> **EXCERPT**:
+ + + + +

NPR’s Tiny Desk Contest just ended and Northern California came out in a big way. There was so much ground to cover, it was too much for one pale public radio music host to cover alone.
This year three of us contributed our favorite five entries (not an easy feat). Since we couldn’t stop, there’s a playlist below with even more regional entries we hope you check out.
And if that’s not enough, you can look back at our selections from last year’s contest here.
Lillian Frances’ Picks
Lillian is a Musician based in Davis, a fanny pack devotee and CapRadio’s 2018 Tiny Desk Sacramento headliner. We’ve invited her to weigh in on her favorite entries in this year’s local Tiny Desk Contestants. Find Lillian’s entry to the contest here and more of her music here.
Shawn Thwaits Rebel Quartet x Camilla | Sacramento
What a treat. This song falls somewhere between a lullaby and prayer. Camilla’s captivating vocals match beautifully with lush steel drums and keys, leading me on a dreamy moonlit stroll along the beach. The song exudes gratitude, drawing attention to the little joys that ebb in and out of our lives.
With relatable lyrics (for me personally, “f*** I lost my keys” and “I fear that I’ll become cliché” hit home) and an undeniable groove, this song is the perfect little package. The performance itself is as ephemeral as the moon Camilla describes (“the playful moon, she’ll be gone so soon”). The song begins, and I’m swept into a lucid dream, floating on Camilla’s smooth, smokey vocals until apparently four minutes have gone by when I look around, blink a couple times, and play it again.
See Loud | Lafayette
See Loud (Chris Lao) is a vivid storyteller, drawing me into the fraught world of a transgender teen struggling to find acceptance in her identity. Lao draws inspiration from his own experiences as both the teacher of transgender teens and from his own struggles growing up gay in a conservative Catholic family.

+ + + + +

> **DATA PROVIDED**:
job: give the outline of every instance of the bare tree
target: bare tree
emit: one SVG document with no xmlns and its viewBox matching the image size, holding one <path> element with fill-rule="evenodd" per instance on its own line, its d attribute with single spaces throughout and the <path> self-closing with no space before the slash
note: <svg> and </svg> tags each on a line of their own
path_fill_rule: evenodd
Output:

+ + + + +

> **PROBLEMS**:
1) Could you rewrite the passage of the Tiny Desk Contest article from "This year three" up to and including "you check out.", swapping "playlist" for "mixtape"?
2) Can you supply the next part of the Tiny Desk Contest article, picking up right after its final sentence?
The lines play no part in what you are asked to do here.

> **ANSWER LIST**:
1)
This year three of us contributed our favorite five entries (not an easy feat). Since we couldn’t stop, there’s a mixtape below with even more regional entries we hope you check out.

2)
The song is full of witty bars and sophisticated rhymes (“The Catholic Church ran in his jeans, as the truest religion, had so much beef with his brothers he’d cook a stew in the kitchen”), that kept me rewinding over and over, making sure I didn’t miss a word. “Can’t be Saved” could remind Lao’s students and the community at whole that a person should be recognized as more than his/her/their gender or sexual identity.”
Tre Burt | Sacramento
Tre Burt’s fingers are dancers, skipping and bounding around the fretboard of his guitar. So at home, I suspect they don’t even notice their skip or their bound. Listening to Tre’s music is soothing, but be on your toes: lyricaly he’s thick as molasses, deep. "She'll tell you that she buys your lies, though she gets them all for free." His quips come come one after the other in quick succession, each blossoming in unexpected, thought-provoking ways. Both purposeful and effortless, casual and masterful, “Everybody’s Mother” feels like a song that just happens with every exhalation from Burt. There’s a veneer of rust on Tre’s voice, a sort of worn timelessness like he’s shaking his pipes clean through his gritty bellow. Beneath the worn exterior there’s a sleek, shining stream of song.
Sumdood | Sacramento
This song is straight up fun. I’m a sucker for all things quirky, and this one had me hooked in the first few seconds (“...wait, is he saying ‘mom museum?’ Oh, he is. WORD!”). It’s got a sweet groove, silly lyrics and catchy melodies all in an easily digestible arrangement. It’s a sweet, tidy package, offering no more and no less than a little pop gem needs.
“Mom Museum” might not be out to tell a particular story, allowing me to conjure my own with images of the angsty child within us all, secretly pining for attention and acceptance (“What is everything? Why is everything? Why is it always about them?”). This contrasts nicely with the song itself, which feels like it couldn’t care less what we thought about it anyway, making it all the more appealing.
Water Bear | Sacramento
“Picture a mountain on the the hair of a leg of a tiny gnat...” That opening lyric pulled me into a fascinating alternate reality. Here, in the seemly mythical world of the Water Bear, standard rhythms, keys, and melodies are thrown out the window. What we encounter instead is an entertaining smorgasbord of a song that defies any genre I’m familiar with. I got a serious kick out of the song’s originality, lyrics, and musicianship. Were these musicians beamed here from another dimension in order to share the wisdom of the Water Bear? Are there scheming Water Bears in the deepest cracks of the ocean, plotting how to incorporate themselves in the Sacramento zeitgeist? Not sure. I’m left with a lot of questions, and satisfied with the lack of answers.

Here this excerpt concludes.